Еще один абзац из воспоминаний ленинградцев: «Сегодня есть совсем нечего кроме последних 200 грамм хлеба. Надя пошла на рынок. Если что-нибудь достанет, будем счастливы. Как же жить дальше? … Надя выменяла за пачку табака и 20 рублей – около полутора килограмм картофеля. Свои 200 грамм хлеба отдала за 100 грамм какао. Значит, пока живем». Вспоминая спекулянтов недобрыми словами и откровенно ненавидя их, несчастные ленинградцы вынуждены были искать встречи с ними в надежде на спасительный обмен. Нередко это заканчивалось разочарованиями: «Я на днях маху дала – не знала современных цен. Пришел спекулянт к соседям и за мои туфли желтые торгсиновские давал шесть кило картофеля. Я отказалась. Оказывается, картофель на вес золота сейчас: одно кило сто рублей, да и нет его, хлеб же 500 рублей». Это выдержка из письма супруги скрипача Б. Зветновского, датируемое февралем 1942 года. Сотрудница Публичной библиотеки С. Машкова пишет: «Ольгин спекулянт все время манил меня: кило сгущенного молока 1200 р., но я так и не увидела его. За плитку шоколада она платила 250 руб., за кило мяса (бульон для Коли) – 500 руб.». (Машкова описывает спекулянта, который работал с самой Ольгой Фёдоровной Берггольц.)
⁂
Что, согласно отрывку из воспоминаний ленинградцев, Надя выменяла за пачку табака и 20 рублей?

**Предоставленные данные**:
⁂
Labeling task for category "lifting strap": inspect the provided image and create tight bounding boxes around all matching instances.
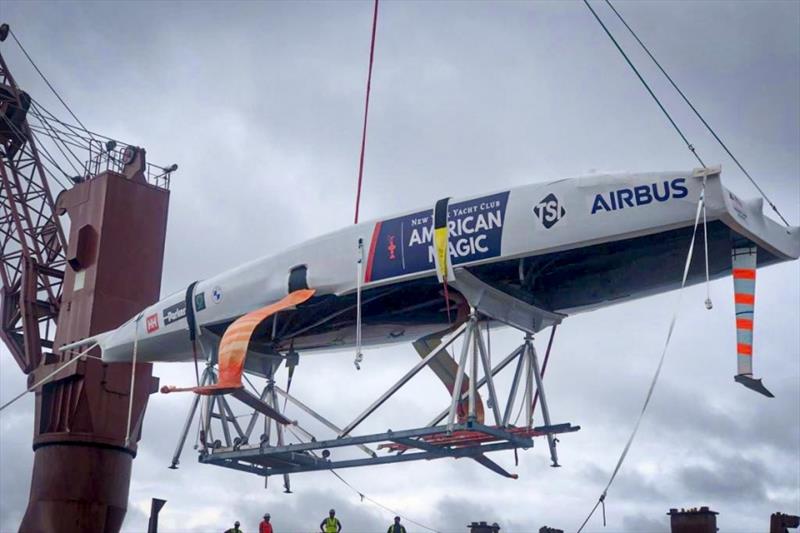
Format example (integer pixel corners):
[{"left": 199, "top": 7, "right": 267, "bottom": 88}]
[{"left": 161, "top": 289, "right": 315, "bottom": 397}]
⁂
**Письменный ответ**: Около полутора килограммов картофеля.